> **Goal**
Copy every line of the entries below in full, and multiply each point coordinate in the answer outlines by 0.8, rounding to whole numbers with halves rounded up. Leave all other numbers, including the coordinates that illustrate the format, unchanged.
** begin **
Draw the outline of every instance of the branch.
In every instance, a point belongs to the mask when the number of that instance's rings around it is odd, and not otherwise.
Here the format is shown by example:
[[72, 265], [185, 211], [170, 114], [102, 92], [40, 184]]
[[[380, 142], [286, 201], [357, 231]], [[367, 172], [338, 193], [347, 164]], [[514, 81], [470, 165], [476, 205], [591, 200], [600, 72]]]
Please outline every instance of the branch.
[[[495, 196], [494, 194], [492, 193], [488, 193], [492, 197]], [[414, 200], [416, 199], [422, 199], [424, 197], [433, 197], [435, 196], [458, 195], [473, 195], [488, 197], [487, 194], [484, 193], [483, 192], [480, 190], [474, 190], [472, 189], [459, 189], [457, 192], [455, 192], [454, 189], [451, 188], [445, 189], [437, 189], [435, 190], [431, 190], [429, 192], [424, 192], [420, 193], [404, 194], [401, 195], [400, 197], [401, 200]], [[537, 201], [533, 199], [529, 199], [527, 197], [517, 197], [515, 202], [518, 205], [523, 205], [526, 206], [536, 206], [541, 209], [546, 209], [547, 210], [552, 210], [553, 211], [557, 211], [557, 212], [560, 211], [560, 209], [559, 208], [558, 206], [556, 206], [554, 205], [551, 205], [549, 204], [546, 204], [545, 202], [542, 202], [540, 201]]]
** end **
> **Full solution**
Draw the outline of every instance of the branch.
In every instance, a point belongs to the mask when the number of that instance's rings around it is odd, and not otherwise.
Here the format is shown by example:
[[72, 265], [185, 211], [170, 114], [102, 92], [40, 184]]
[[[380, 142], [286, 201], [357, 231]], [[367, 172], [338, 193], [347, 164]], [[514, 81], [470, 165], [476, 205], [591, 200], [600, 72]]]
Please outline every instance of the branch.
[[[396, 157], [395, 155], [394, 154], [390, 154], [394, 158]], [[331, 160], [333, 159], [338, 159], [339, 158], [346, 158], [348, 157], [366, 156], [378, 156], [390, 158], [390, 155], [387, 154], [386, 154], [384, 152], [379, 152], [378, 151], [367, 151], [366, 154], [364, 154], [363, 151], [361, 150], [356, 151], [350, 151], [348, 152], [345, 152], [343, 154], [339, 154], [336, 154], [323, 155], [321, 156], [320, 158], [321, 160]], [[430, 161], [426, 159], [423, 159], [422, 158], [414, 158], [412, 162], [414, 164], [418, 164], [421, 165], [429, 165], [433, 167], [437, 167], [438, 168], [442, 168], [442, 169], [446, 169], [446, 170], [448, 169], [448, 167], [447, 166], [446, 165], [445, 165], [443, 164], [441, 164], [439, 163], [437, 163], [436, 162], [434, 162], [432, 161]]]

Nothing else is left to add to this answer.